* _Stated task 1_: List every source credited after a dash at the end of an item in the news briefs below.

* _Document passage_:
Brazilian food companies recently made two cross-border acquisitions: JBS (Latin America’s largest beef processor) bought Swift & Co.; and Perdigão (a leading Brazilian food company) bought Plusfood Groep BV in Europe. “While only two data points, we wonder if this foreshadows additional cross-border acquisitions by Brazilian companies in the increasingly global food industry.” — GE Commercial Finance industry newsletter

Sixty percent of Americans are pessimistic about the state of the environment and want prompt action taken to improve its health, according to a national opinion poll. The survey found that 52% of Americans expect the world’s natural environment to be in worse shape in 10 years than it is now. An additional 8% said the environment is in poor or very poor shape and won’t improve. — Woods Institute for the Environment at Stanford University / Associated Press

India could challenge the position of China as the manufacturing center of the world in the next three to five years because China is becoming too expensive. Labor costs are surging on China’s eastern coast. — Capgemini / ProLogis

Starbucks has always insisted that the company doesn’t market its caffeinated beverages to children and teenagers. But company officials acknowledge that they’re considering introducing drinks and drink sizes suitable for the under-18 set. — MSNBC (10 September 2007)

* _Stated task 2_: Copy the entries below word for word, from their first line through the line holding "[(853, 129)]", inclusive.

* _The data_:
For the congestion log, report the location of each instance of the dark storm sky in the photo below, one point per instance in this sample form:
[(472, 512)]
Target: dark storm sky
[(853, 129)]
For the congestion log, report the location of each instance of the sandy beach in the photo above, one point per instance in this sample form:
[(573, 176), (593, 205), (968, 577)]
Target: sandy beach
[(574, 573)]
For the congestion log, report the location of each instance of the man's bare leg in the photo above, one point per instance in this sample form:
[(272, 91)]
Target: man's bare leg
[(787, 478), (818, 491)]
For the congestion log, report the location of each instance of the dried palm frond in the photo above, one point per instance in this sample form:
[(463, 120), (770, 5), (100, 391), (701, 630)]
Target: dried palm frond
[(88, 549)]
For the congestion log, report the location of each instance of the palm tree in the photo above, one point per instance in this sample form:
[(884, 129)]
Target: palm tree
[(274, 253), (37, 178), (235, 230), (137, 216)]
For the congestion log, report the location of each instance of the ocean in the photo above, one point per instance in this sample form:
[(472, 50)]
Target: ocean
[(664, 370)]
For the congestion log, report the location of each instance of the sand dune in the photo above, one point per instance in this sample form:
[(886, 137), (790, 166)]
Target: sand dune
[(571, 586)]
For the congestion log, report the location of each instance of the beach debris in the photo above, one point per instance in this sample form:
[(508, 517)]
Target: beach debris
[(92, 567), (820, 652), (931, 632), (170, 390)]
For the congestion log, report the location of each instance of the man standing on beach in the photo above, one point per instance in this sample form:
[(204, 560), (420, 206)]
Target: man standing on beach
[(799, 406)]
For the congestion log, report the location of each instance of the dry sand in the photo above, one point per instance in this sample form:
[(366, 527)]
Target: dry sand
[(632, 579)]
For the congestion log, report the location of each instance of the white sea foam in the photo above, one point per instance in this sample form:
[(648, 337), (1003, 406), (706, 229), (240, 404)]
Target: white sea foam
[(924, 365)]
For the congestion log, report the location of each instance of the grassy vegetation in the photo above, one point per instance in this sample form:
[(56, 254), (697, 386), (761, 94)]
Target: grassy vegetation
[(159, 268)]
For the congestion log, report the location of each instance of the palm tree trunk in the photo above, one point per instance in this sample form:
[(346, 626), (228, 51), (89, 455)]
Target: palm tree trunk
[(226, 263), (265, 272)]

* _Task solution 1_:
- GE Commercial Finance industry newsletter
- Woods Institute for the Environment at Stanford University
- Associated Press
- Capgemini
- ProLogis
- MSNBC

* _Task solution 2_:
For the congestion log, report the location of each instance of the dark storm sky in the photo below, one point per instance in this sample form:
[(472, 512)]
Target: dark storm sky
[(853, 129)]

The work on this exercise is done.